> _EXTRACTED TEXT_:
__________

[The] mountain air has revivified me! I had a great time in Switzerland hanging with my brother, hiking, driving the various mountain passes, and screaming with delight each time I saw donkeys. Hearing about other people's vacations is boring, so I'll just give a quick overview of random standouts:
- Extremely orderly wood piles to the point where I'm now convinced the government fines every slob who dares attempt a haphazard stack.


I anticipate a winter wood pile glow-up in my future.
- Cheese vending machines. 24/7 cheese access – must I say more?
- All the animals. Aside from the donkeys, we saw birds (Alpine Chough, Rock Ptarmigan, Common Chaffinch), cows, cats, sheep, goats. You name it, they were around in some capacity.


My lame "pspsps" failed to lure this Zermatt beast from his perch.
- These unhinged celebrity portraits on a carnival slide in Lucerne. Please tell me who you think they're supposed to be in the comments. My husband says bottom right is Glen Powell 🤷🏼♀️ Did Cecilia Giménez do these?



I feel confident about Reese Witherspoon (3rd down on the right), Gandalf/Ian McKellen (top left), and Sandra Bullock (down from Ian). Maybe Paul Giamatti below Reese? Then obviously Macaulay Culkin and Spock, for some reason.

__________

> _MATERIAL_:

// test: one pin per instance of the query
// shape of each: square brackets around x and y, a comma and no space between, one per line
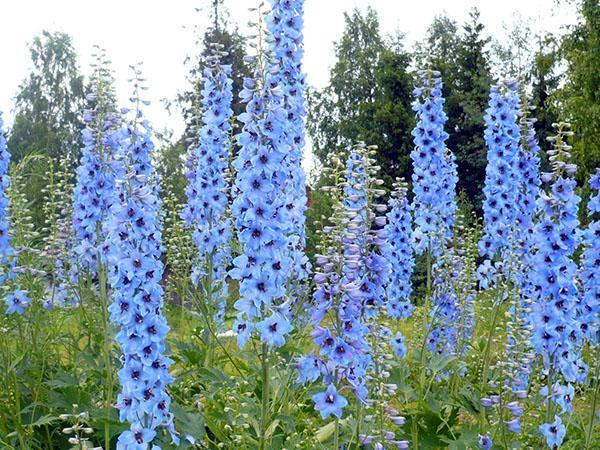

__________

> _DIRECTIVES_:
- a) In the Switzerland vacation post, where were the celebrity portraits located?
- b) Pick up the Switzerland vacation post after its last sentence and keep writing.
The material above comes from a different source than the Switzerland vacation post.

> _ANSWERS FOR THE EXERCISE_:
- a) On a carnival slide in Lucerne.

- b)
- The infrastructure. Even backroads are pothole free, public transit is excellent, people follow traffic laws (c/o income-based fines). Is it a little insane that you can only use official, taxed trash bags and can't flush the toilet after 10pm? Yes, but it might be worth it for the peace/quiet/order.
If I had one major criticism, it's that the food is nothing to write home about, especially if you're coming from a major city. I had three great meals during the trip (Onkel Tom's Pizzeria und Weinlokal and Golden India in Grindelwald, Grottino 1313 in Lucerne), but everything else was immediately forgettable. By the end, all I wanted to eat was salad because my body was practically screaming, "JFC, NO MORE CHEESE." If/when I go back, I'll probably skip restaurants entirely and just buy groceries.
Two weeks ago, I promised the next one of these would be a fun palate cleanser; however, that was a lie. This week is business as usual and next week will be some "Gilmore Girls" fall extravaganza fun. If you have any ideas re structure, please let me know. I'm thinking I'll do five outfit deep dives a la Tom and Lorenzo's Mad Style or maybe some hot takes in the vein of this Instagram post. I'm too tired to come up with ideas of my own, so let me steal your brain juice.
Once again, I must shake my fist at everyone who let me get to this advanced age without reading Caroline Blackwood. She is one of the darkest, most depraved bitches I've ever come across and I mean that in the most complimentary way possible. "The Stepdaughter," her first and shortest novel, is the perfect toe dip into her work because it is exceptionally bleak/challenging and you can easily read it in one sitting. If you can get through the narrator's unrelenting stream of child abuse/neglect, fatphobia, and self-loathing without putting it down in disgust, you'll know she's your kind of author.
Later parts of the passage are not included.